» **Document segment**:
## Begin

HBF Weekly News Summary, 21 October 2005

20 October, 2005

A weekly news summary covering all aspects of the housebuilding industry. Available to members only.

 

Economic News

The economy grew by 0.4% in the third quarter

The economy expanded by 0.4% over the third quarter, according to the preliminary estimate of Gross Domestic Product released by the Office for National Statistics. The economy grew by 1.6% over the year to the third quarter, a slight increase in the annual rate of growth from 1.5% in the second quarter. Manufacturing output rose by 0.4% over the quarter, although the output of all production industries contracted by 0.6%. The business services and finance sector expanded by 0.7%.

(www.statistics.gov.uk)

MPC unanimous on decision to hold rates...

The minutes of the Bank of England’s Monetary Policy Committee (MPC) Meeting on 5/6 October revealed that the decision to leave the repo rate unchanged at 4.50% was unanimous amongst all nine members of the Committee. The minutes noted that November’s Inflation Report would give the Committee an opportunity to analyse effect on potential supply of “the supply effects of oil on the one hand, and migration on the other”. The MPC expects the direct impact of oil on the target measure of inflation to fade towards the end of the year.

(www.bankofengland.co.uk)

## End

» **Material provided**:

## Begin

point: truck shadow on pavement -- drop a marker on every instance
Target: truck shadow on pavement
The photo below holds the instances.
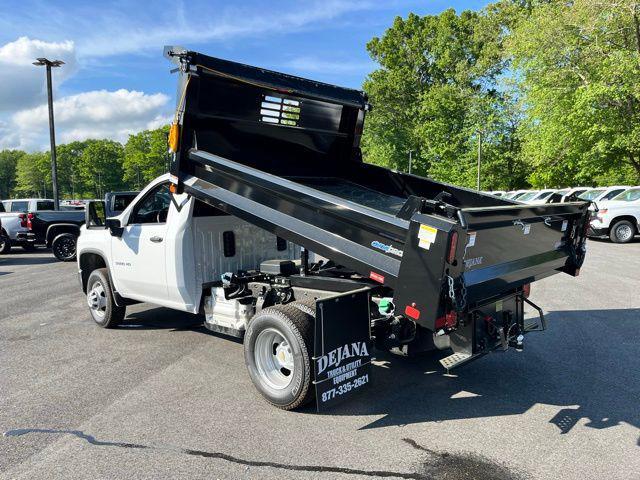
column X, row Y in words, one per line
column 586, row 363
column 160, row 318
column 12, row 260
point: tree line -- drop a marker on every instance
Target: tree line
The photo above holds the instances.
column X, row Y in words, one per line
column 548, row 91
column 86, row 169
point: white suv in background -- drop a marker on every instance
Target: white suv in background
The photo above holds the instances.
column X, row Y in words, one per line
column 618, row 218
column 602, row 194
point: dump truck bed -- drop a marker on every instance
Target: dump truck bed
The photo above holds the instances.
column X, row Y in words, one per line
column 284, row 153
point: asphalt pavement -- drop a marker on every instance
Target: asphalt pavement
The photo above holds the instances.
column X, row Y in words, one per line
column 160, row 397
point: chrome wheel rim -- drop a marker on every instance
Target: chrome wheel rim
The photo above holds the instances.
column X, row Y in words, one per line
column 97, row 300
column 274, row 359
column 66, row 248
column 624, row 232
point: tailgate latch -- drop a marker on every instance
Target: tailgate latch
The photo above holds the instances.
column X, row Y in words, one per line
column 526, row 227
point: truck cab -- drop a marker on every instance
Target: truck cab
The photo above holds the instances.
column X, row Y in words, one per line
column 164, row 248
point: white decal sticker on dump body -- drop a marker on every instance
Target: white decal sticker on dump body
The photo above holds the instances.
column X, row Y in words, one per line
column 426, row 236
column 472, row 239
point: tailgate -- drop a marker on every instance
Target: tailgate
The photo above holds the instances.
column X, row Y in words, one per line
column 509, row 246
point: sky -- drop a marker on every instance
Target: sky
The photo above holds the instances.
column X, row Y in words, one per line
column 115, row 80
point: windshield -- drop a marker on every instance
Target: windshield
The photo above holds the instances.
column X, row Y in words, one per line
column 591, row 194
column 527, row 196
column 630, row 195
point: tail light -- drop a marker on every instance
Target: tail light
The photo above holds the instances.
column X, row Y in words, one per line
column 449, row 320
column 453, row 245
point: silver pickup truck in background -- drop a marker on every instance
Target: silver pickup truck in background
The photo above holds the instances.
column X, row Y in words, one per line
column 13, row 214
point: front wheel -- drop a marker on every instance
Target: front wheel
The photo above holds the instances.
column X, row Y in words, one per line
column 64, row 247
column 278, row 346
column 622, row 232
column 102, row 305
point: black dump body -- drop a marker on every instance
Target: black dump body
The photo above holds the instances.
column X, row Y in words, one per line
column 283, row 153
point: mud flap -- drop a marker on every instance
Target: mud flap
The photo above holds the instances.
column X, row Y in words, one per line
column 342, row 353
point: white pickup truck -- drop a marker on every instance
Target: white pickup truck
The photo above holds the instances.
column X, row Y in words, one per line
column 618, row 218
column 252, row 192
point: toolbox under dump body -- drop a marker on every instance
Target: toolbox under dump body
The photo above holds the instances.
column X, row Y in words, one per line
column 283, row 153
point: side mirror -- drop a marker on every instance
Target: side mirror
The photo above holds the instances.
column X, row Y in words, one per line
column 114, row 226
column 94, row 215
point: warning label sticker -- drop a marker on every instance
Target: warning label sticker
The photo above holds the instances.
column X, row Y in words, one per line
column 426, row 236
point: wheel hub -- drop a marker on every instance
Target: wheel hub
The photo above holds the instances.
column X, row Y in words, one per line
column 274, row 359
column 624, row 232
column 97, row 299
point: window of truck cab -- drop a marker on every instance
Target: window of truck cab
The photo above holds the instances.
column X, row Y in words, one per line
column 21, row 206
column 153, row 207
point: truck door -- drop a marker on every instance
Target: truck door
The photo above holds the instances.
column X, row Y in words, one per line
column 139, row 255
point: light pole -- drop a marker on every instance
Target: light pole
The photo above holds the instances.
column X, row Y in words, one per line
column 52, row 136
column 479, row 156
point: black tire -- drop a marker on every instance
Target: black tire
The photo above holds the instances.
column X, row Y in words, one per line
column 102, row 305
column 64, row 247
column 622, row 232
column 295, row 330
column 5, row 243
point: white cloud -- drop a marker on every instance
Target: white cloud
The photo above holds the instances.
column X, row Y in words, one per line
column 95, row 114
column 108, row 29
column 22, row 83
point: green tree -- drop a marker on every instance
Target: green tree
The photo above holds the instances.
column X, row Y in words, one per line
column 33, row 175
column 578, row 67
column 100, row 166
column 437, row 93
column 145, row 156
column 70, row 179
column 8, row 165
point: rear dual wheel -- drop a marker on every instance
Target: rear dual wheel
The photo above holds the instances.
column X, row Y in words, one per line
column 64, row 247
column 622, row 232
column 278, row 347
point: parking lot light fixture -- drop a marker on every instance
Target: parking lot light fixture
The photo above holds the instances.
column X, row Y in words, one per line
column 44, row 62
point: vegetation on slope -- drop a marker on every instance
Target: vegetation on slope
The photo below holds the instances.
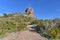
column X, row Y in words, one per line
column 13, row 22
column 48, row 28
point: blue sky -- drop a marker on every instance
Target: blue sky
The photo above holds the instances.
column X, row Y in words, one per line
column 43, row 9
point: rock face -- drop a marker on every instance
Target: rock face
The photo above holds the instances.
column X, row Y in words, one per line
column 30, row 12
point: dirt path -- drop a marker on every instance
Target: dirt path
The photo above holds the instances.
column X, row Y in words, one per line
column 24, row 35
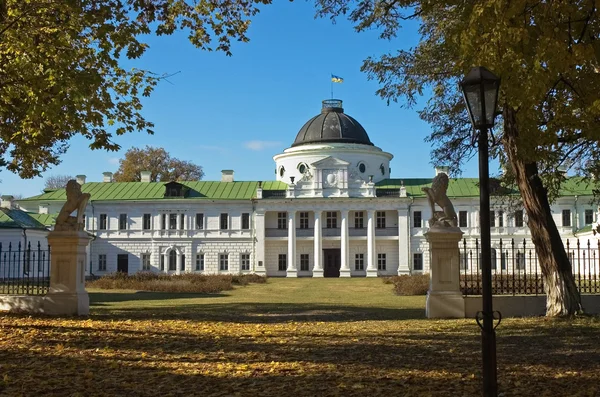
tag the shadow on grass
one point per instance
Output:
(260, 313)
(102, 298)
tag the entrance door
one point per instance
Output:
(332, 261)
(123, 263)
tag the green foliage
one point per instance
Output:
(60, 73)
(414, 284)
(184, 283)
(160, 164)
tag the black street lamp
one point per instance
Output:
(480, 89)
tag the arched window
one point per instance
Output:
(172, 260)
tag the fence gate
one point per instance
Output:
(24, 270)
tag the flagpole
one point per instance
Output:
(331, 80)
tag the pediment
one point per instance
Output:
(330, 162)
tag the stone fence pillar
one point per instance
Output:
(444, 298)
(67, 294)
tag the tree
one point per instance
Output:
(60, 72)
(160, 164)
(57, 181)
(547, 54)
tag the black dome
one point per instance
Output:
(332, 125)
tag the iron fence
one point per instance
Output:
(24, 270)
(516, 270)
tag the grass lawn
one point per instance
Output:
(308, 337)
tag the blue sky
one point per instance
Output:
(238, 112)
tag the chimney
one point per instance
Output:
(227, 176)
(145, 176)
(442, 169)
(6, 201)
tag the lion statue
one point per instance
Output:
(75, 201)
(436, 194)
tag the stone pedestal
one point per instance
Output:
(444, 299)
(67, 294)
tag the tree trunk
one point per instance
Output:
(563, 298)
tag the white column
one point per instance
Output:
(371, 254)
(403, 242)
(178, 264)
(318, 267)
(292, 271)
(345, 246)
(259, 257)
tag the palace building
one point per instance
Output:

## End

» **To be done**: Pick up the housebuilding news summary where its text stops and carry it forward. The rows have no role in this work.

» **Written answer**:
... and there is a change on the Committee

The Bank also announced that Deputy Governor for Financial Stability, Sir Andrew Large, is to leave in January next year to return to the private sector. Sir Andrew will be replaced at the Bank by Home Office Permanent Secretary Sir John Gieve. Sir John was previously in charge of financial regulation at HM Treasury.

(www.bankofengland.co.uk, Times, FT)

Inflation continues to rise

The Bank of England’s target measure of inflation, the Consumer Prices Index (CPI), rose to 2.5% in September, from 2.4% in August and 1.6% at the turn of the year, largely due to the continued rise in the price of petrol. However, there were counterbalancing influences from clothing and footwear, and inflation was marginally below most analyst forecasts. The former target measure, RPIX (Retail Prices Index excluding mortgage interest payments), matched the CPI at 2.5%, after having fallen below the CPI for the first time in August.

(www.statistics.gov.uk)

Official figures show rise in retail sales in September

There was a 0.7% rise (seasonally adjusted) in the volume of retail sales between August and September, according to official data released by the Office for National Statistics. Sales volumes were 0.4% higher in the third quarter than in the second quarter and stood 1.0% higher on a three months basis in comparison to the same three months a year earlier.

(www.statistics.gov.uk)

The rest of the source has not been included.